EXERCISE BRIEF: Continue the forum thread about combining fastq files, starting right after its last sentence.
::: EXTRACT
Combine the fastq files
0
0
Entering edit mode
3.0 years ago

Hello,

I have four whole genome sequencing data files which two files are reverse and two files forward, Right? (Attached in the image):

I want to map these files using the bwa software to the reference genome. Should i combine two reverse files together, and also combine two forward files together? If I should combine, which files should I combine (According to the picture)? And what command line should I use for combine?

Or no need to combine? How to map them to the reference genome?

SNP • 1.8k views
0
Entering edit mode

I am not sure why someone chose to change the R1/R2 nomenclature for read files to L1/L2 but you can combine R1 files together and R2 files together. You can't do them by clicking on the names in that view you have of some GUI. You will have to do that on the command line by using cat R1_file1.fq.gz R1_file2.fq.gz > R1_one.fq.gz.
::::::
::: SUPPLIED RECORDS
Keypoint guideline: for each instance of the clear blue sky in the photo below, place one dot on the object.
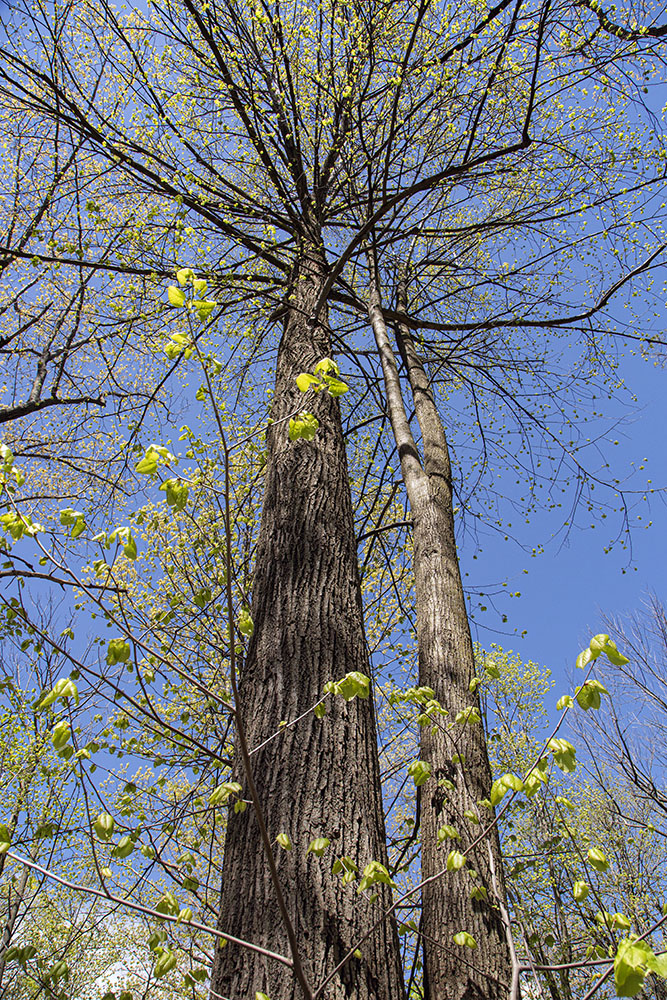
(567, 589)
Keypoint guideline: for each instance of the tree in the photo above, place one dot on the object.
(267, 173)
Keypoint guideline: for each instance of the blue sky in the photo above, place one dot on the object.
(569, 587)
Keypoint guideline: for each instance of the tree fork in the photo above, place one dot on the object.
(446, 664)
(320, 778)
(459, 757)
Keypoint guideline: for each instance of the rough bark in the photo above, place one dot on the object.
(446, 664)
(320, 777)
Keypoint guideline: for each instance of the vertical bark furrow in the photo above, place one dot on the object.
(447, 665)
(318, 778)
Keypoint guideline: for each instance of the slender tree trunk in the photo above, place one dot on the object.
(318, 778)
(460, 771)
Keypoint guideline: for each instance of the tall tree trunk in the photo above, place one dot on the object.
(460, 771)
(318, 778)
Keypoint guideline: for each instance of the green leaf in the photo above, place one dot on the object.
::::::
RESPONSE BOX:
Aligning them in pieces and then combining the resulting BAM file is a valid option too.

0
Entering edit mode

I expect L1/L2 are lanes (renamed from L001 and L002, though I haven't a clue whey they did that).

0
Entering edit mode

For my samples combine L1_1/L1_2 together and L2_1/L2_2 together, Right?

0
Entering edit mode

If what @Devon says is right i.e. L1_1is actually L001_R1 and L2_1 is L002_R1 then you would combine L1_1 with L2_1. Then L1_2 with L2_2.

0
Entering edit mode

Since these are not fasta files based on their names, I edited the title of the post to accurately reflect file type.

Also see: mapping form different lane

0
Entering edit mode

If you want to do variant calling with GATK (maybe other tools?), it is important to map them separately and add relevant read group information to each file.

0
Entering edit mode

Is there a lane component to the read group?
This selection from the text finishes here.